Sobre o exercício
Segundo o trecho selecionado, onde aconteceu o debate de 25 de março?

A intervenção latino-americana no Haiti

A intervenção latino-americana no Haiti

Raúl Zibechi - Rebelión


Em 25 de março, na sede do Sindicato dos Trabalhadores do CASMU – AFCASMU – em Montevidéu, a Coordenadora pelo retirada de tropas do Haiti realizou um debate sobre a situação atual na república do Haiti e a presença de tropas uruguaias naquele país.

A exposição central estava a cargo de Raúl Zibechi, periodista do semanário Brecha. Publicamos aqui a sua intervenção – que introduz novos temas no debate – para ser difundida amplamente.

A intervenção da MINUSTAH no Haiti, ou seja a intervenção militar no país, é um divisor de águas na história recente do continente. O habitual, há cinco séculos, é a intervenção de potências do Norte, Europa primeiro, logo depois EUA, que costumavam invadir, colonizar e dominar os territórios do que hoje conhecemos como América Latina. Se contam às dezenas, talvez centenas, as ocupações, agressões e ataques que sofreram os mais diversos países de nosso continente. É a história do colonialismo e do imperialismo.

Mas o Haiti é diferente. É certo que participam países de vários continentes sob a bandeira da ONU, mas isso não é o fundamental.

Conteúdo da listagem
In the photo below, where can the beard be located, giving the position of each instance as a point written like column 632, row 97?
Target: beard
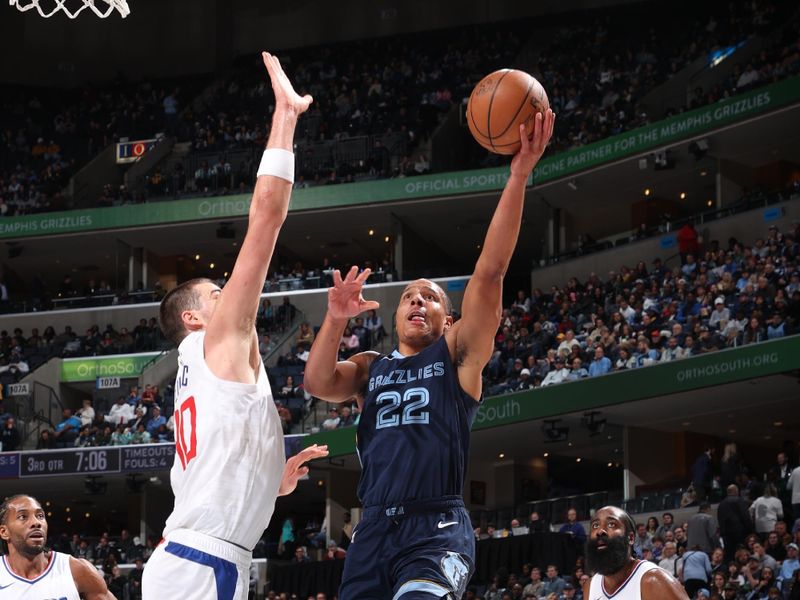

Resposta da tarefa
Na sede do Sindicato dos Trabalhadores do CASMU (AFCASMU), em Montevidéu.